## What the task asks
Could you copy the data that follows exactly as written, but drop the pictures?

## Data

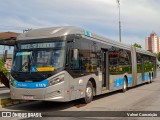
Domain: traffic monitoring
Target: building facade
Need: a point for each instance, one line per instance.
(152, 43)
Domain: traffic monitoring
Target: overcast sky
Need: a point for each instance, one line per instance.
(138, 17)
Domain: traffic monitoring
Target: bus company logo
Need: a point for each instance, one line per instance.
(6, 114)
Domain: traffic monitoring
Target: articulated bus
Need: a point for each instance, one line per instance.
(68, 63)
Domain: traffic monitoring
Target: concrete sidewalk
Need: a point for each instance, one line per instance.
(5, 99)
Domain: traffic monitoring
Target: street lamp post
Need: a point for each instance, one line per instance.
(118, 1)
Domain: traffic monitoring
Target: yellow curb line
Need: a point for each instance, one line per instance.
(5, 102)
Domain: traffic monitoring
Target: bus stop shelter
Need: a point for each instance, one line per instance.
(7, 39)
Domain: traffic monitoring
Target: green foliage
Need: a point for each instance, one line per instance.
(137, 45)
(158, 56)
(3, 68)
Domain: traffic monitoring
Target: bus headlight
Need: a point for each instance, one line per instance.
(56, 80)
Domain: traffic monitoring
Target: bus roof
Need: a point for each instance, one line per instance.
(70, 30)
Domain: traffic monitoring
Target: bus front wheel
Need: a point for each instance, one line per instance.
(88, 93)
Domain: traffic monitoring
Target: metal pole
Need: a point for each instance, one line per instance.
(118, 1)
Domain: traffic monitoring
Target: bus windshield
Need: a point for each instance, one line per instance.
(38, 60)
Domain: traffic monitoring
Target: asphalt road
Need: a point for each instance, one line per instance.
(144, 97)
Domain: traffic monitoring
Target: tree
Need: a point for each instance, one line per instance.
(158, 56)
(3, 68)
(137, 45)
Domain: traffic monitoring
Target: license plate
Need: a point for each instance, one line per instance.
(27, 97)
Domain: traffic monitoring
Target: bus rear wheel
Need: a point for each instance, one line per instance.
(88, 93)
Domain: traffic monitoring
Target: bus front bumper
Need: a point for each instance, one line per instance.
(51, 93)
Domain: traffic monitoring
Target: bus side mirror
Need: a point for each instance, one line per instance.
(75, 54)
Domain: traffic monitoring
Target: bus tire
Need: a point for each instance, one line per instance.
(88, 93)
(124, 89)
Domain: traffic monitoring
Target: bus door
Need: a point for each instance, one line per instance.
(142, 61)
(105, 69)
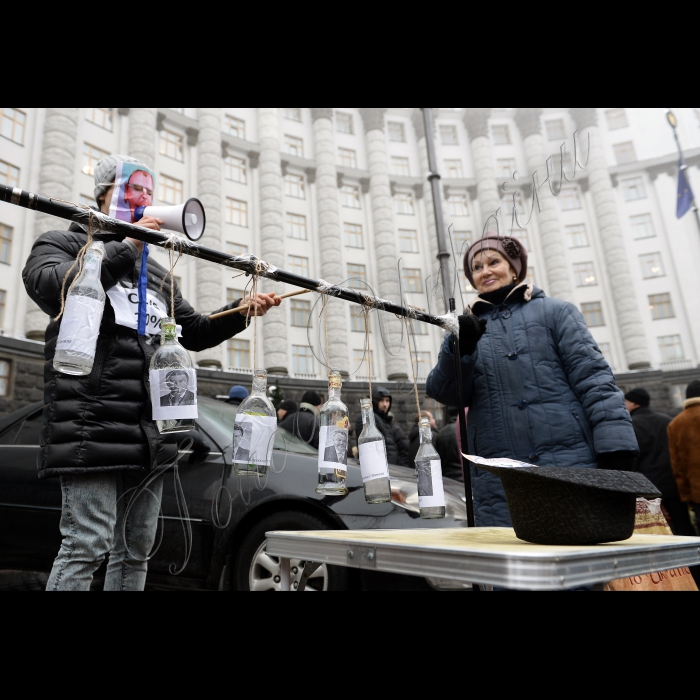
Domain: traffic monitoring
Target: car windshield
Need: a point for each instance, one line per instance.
(222, 416)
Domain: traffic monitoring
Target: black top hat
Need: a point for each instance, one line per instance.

## Exercise answer
Domain: traffic monitoring
Target: building facade
Need: a point for each instance, one line per instance.
(152, 43)
Domain: traffic monitoring
Target: overcast sky
Need: a point for each instance, one line per instance.
(138, 17)
Domain: traffic monitoring
Target: bus company logo
Need: a point for each instance, one line per instance.
(6, 114)
Domain: traffic monitoring
Target: articulated bus
Need: a point for each instance, one line per instance.
(68, 63)
Domain: traffic monitoring
Target: concrete sidewalk
Need: a point for each instance, one line per instance.
(5, 99)
Domain: traffic monitoring
Target: street lamp post
Need: a point for each instance, one line per instance.
(118, 1)
Domain: traffic monitoring
Target: yellow curb line
Need: a point for each instance, one line per instance.
(5, 102)
Domain: traffic monitoring
Target: bus stop shelter
Need: a point for each instance, one line per instance.
(7, 39)
Domain: traffic monitoring
Target: green foliage
Need: a point for each instance, one line per instance.
(137, 45)
(158, 56)
(3, 68)
Domain: traffic monitoring
Target: bus headlight
Need: a point for each instance, one line per instance.
(56, 80)
Domain: traffic monitoring
Target: bus roof
Need: a point for each instance, one line per instance.
(70, 30)
Domain: traffic monitoring
Target: bus front wheel
Need: a point for each instance, one line per instance.
(88, 93)
Domain: traffic monitoring
Target: metal pole
Need: a point for each instance, one line per instance.
(118, 1)
Domain: traffic monitoring
Target: bus windshield
Need: a point for each instance, one line per instance.
(38, 60)
Domain: traffic monitoring
Target: asphalt road
Need: a point for each instance, one line per instance.
(144, 97)
Domain: traffic monitoring
Target: tree
Need: a point for each instance, one line per instance.
(158, 56)
(3, 68)
(137, 45)
Domain: traffic monitoring
Target: license plate
Need: a point for each instance, one line per instance.
(27, 97)
Domain: traffic monitoring
Target: bus rear wheel
Need: a point for each instance, one line per instance.
(88, 93)
Domain: traffic monitoring
Target: bus front bumper
Need: a point for each instance, one line per instance.
(51, 93)
Domain: traffic monitoring
Target: bus side mirror
Need: a point for each instance, one line per instance.
(75, 54)
Domain: traffic monitoring
Target: bus tire
Need: a point for each instance, one line per instance.
(88, 93)
(124, 89)
Domain: traffic monitoring
Target: bus door
Need: a point for each instance, one line per instance.
(142, 61)
(105, 69)
Domain: traffic monitoring
Target: car windshield
Need: a point for each instance, one line per instance.
(222, 416)
Domain: traffic monitoring
Target: black top hat
Need: a point for each instance, one line per instance.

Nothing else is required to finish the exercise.